PASSAGE GIVEN:
##############################

Givs the spin-orbital interation $H_{so} = \frac{L\cdot S}{r^3}$, the matrix element

$$ \tag{2} \langle 2, 1, m'; \frac{1}{2} s'|H_{so}| 2, 1, m; \frac{1}{2}, s\rangle \\ = \left\{\iiint r^2dr \frac{1}{r^3} f_{2,1}^2(r) \right\} \int_0^\pi \sin\theta d\theta \int_0^{2\pi}d\phi Y_{1m'}^*(\theta,\phi)Y_{\frac{1}{2},s'}^*(\theta,\phi) \{\mathbf{L}\cdot\mathbf{S}\} Y_{1m}(\theta,\phi)Y_{\frac{1}{2},s}(\theta,\phi) \\ = \left\{\iiint r^2dr \frac{1}{r^3} f_{2,1}^2(r) \right\} \langle 1, m'; \frac{1}{2} s'|\mathbf{L}\cdot \mathbf{S}| 1, m; \frac{1}{2}, s\rangle $$

The intergral inside the curry braket is a constant, $V_{so} = \{ \iiint r^2dr \frac{1}{r^3} f_{2,1}^2(r) \}$ depends on $n=2$ and $l=1$ (all fiexed). We may now omit the notation $l=1$ and $S=\frac{1}{2}$ for clarification. $$ \langle 2, 1, m'; \frac{1}{2} s'|H_{so}| 2, 1, m; \frac{1}{2}, s\rangle = V_{so} \langle m'; s'|\mathbf{L}\cdot \mathbf{S}| m; s\rangle $$

Then expand $\mathbf{L}\cdot \mathbf{S}$ in terms of $L_+ S_-$, $L_- S_+$, and $L_z S_z$ combinations, if you don't want to use the simple relation $\mathbf{L}\cdot \mathbf{S} = \frac{J^2-L^2-S^2}{2} = \frac{J^2-2-\frac{3}{4}}{2}$, where $L^2 = l(l+1) = 1 \times 2= 2$ and $S^2 = \frac{1}{2} \frac{3}{2} = \frac{3}{4}$ (all in unit of $\hbar^2$), and the value depends solely on $J=\frac{1}{2}$ or $\frac{3}{2}$.

##############################

WRITTEN PROBLEM:
Resume the spin-orbit matrix element derivation from the point where it stops. The lines that come next have nothing to do with the spin-orbit derivation.

DATA ENTRIES:
##############################

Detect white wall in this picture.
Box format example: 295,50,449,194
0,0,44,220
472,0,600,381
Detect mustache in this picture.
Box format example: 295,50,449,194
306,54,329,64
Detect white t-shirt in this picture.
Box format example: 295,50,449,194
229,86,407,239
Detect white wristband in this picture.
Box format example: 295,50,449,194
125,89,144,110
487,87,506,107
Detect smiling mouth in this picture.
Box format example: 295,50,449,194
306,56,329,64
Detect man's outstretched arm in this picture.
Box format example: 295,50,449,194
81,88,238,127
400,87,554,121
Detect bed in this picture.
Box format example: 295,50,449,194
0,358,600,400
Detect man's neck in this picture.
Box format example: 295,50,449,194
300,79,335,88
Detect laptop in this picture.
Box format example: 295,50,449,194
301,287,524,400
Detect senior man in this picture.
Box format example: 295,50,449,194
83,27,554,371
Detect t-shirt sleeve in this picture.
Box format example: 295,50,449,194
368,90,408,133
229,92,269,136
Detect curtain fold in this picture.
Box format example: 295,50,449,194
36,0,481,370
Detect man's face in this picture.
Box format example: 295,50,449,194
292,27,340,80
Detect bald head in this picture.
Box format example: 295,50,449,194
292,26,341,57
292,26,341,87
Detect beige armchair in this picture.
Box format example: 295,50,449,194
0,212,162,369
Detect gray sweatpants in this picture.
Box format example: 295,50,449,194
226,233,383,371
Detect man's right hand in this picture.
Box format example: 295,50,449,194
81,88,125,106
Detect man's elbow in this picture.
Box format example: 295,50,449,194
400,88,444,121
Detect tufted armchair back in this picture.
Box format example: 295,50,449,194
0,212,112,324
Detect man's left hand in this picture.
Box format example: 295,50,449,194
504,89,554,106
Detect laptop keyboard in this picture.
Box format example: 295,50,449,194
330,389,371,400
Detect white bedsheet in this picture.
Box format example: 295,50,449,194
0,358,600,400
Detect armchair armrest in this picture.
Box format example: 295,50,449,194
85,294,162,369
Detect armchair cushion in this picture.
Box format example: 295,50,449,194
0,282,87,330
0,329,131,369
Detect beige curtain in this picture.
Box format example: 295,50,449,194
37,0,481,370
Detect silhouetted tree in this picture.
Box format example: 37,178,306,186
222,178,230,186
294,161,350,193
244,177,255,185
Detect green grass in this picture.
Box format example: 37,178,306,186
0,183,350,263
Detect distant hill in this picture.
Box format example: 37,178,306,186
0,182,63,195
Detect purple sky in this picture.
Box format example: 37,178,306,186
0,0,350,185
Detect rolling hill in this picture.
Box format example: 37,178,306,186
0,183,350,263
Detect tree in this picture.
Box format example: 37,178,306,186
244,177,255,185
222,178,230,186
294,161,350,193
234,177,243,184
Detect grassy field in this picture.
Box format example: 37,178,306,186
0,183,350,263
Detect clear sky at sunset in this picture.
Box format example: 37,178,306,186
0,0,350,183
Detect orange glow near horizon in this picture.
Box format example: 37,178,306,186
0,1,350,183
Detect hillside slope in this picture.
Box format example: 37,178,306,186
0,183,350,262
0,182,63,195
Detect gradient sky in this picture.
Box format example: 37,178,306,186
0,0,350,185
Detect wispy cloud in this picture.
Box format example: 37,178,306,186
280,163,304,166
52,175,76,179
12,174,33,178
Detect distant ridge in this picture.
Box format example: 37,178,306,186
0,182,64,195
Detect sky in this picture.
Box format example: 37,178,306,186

##############################

RESULT:
In the hard way, We expand $\mathbf{L}\cdot \mathbf{S}$

$$ \tag{3} \mathbf{L}\cdot \mathbf{S} = L_x S_x + L_y S_y + L_z s_z = L_z S_z - L_+ S_- - L_- S_+ $$

Substitute Eq.(3) into Eq.(2): $$ \tag{4} \langle 2, 1, m'; \frac{1}{2} s'|H_{so}| 2, 1, m; \frac{1}{2}, s\rangle \\ = V_{so} \langle m'; s'| L_z S_z - L_+ S_- - L_- S_+| m; s\rangle $$

The three angular terms in Eq.(4).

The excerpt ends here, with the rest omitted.